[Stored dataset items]

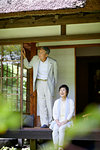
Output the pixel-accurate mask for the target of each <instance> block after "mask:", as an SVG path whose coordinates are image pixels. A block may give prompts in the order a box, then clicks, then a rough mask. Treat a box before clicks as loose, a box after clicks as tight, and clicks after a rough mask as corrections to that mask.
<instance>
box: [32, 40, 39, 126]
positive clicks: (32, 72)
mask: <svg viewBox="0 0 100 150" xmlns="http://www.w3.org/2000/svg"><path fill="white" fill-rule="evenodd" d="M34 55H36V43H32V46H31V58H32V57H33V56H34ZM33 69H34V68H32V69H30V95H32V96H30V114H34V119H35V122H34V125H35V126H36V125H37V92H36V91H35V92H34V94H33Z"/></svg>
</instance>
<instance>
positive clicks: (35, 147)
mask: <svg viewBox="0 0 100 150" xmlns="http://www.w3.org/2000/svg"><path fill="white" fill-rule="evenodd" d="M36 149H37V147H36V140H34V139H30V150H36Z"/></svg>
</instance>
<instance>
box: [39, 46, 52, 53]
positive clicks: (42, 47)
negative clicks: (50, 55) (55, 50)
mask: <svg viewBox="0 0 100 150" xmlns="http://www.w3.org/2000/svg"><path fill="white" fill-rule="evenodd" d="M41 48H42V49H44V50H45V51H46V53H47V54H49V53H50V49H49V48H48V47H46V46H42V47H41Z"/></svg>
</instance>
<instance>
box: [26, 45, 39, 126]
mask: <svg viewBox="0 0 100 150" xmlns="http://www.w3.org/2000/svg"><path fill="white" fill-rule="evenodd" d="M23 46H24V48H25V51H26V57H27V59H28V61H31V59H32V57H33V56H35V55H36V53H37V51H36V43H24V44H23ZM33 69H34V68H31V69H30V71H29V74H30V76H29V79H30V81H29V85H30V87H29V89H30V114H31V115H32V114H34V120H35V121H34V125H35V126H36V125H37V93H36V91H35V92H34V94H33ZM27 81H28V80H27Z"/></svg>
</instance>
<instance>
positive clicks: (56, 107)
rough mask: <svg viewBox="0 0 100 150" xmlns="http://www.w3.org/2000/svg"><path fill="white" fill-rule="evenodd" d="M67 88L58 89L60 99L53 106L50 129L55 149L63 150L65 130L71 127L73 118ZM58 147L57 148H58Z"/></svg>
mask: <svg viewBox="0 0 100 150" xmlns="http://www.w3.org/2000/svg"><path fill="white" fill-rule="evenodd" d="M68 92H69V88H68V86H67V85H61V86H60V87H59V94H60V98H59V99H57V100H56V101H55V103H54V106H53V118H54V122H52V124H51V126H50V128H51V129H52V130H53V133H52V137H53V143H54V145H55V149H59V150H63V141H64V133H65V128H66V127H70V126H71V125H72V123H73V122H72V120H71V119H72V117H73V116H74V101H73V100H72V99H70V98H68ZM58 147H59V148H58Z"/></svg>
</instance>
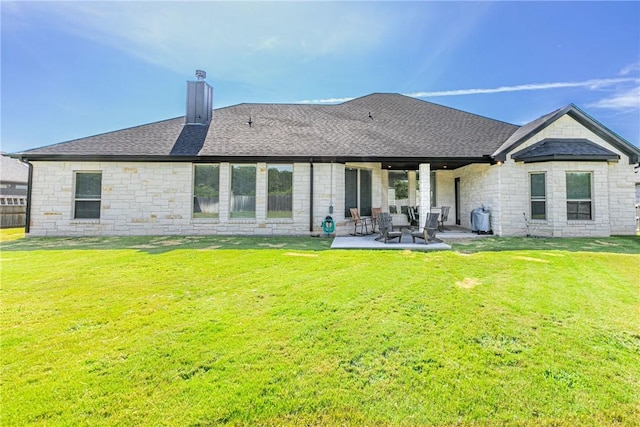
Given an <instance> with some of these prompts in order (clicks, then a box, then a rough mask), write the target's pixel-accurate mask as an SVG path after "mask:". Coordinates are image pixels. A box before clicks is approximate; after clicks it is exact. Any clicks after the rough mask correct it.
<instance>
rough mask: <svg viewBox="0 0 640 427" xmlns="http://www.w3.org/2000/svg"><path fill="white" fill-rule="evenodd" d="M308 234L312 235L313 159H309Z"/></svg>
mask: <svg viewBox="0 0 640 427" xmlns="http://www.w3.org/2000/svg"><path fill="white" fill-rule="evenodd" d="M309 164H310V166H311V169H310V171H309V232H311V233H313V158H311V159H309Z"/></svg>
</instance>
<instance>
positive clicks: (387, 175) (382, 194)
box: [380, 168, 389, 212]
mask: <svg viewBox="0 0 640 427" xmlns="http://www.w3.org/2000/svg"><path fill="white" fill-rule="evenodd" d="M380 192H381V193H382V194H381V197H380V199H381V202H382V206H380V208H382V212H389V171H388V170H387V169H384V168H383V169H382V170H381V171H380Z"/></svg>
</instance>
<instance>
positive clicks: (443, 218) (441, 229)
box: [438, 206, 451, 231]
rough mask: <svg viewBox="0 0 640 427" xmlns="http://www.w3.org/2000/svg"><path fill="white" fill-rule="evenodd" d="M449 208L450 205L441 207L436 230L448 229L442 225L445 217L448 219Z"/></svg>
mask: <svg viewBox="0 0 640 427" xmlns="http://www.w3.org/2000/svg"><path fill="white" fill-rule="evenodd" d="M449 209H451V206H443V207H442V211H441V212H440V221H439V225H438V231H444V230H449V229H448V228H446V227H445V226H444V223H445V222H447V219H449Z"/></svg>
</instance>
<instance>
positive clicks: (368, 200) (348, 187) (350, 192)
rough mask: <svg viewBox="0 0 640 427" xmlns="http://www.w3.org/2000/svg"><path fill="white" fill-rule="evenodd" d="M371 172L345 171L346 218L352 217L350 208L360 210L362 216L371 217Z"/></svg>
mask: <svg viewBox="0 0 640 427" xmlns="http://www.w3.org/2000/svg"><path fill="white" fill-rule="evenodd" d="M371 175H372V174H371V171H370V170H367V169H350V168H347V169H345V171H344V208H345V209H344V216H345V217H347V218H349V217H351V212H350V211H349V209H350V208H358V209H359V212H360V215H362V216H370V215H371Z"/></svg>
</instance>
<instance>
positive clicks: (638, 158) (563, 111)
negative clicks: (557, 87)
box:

Required action: Give the lines exactly, from the first line of the entries to the line with "box: [39, 46, 52, 53]", both ends included. Skip the pictures.

Result:
Output the pixel-accurate mask for the target of each <instance> block after "mask:", as an SVG path whose coordinates are image pixels. A block may give prompts in the order a box, then clicks, then a rough mask. Treat a box before clicks as loose, a box after clicks as tight, and clicks after a rough mask as corrections to that mask.
<instance>
box: [32, 40, 39, 126]
positive clicks: (32, 72)
mask: <svg viewBox="0 0 100 150" xmlns="http://www.w3.org/2000/svg"><path fill="white" fill-rule="evenodd" d="M34 55H36V43H32V46H31V58H32V57H33V56H34ZM33 69H34V68H32V69H30V95H32V96H30V114H34V119H35V122H34V125H35V126H36V125H37V92H36V91H35V92H34V94H33Z"/></svg>
</instance>
<instance>
positive clicks: (35, 147)
mask: <svg viewBox="0 0 100 150" xmlns="http://www.w3.org/2000/svg"><path fill="white" fill-rule="evenodd" d="M36 149H37V147H36V140H34V139H30V150H36Z"/></svg>
</instance>
<instance>
box: [39, 46, 52, 53]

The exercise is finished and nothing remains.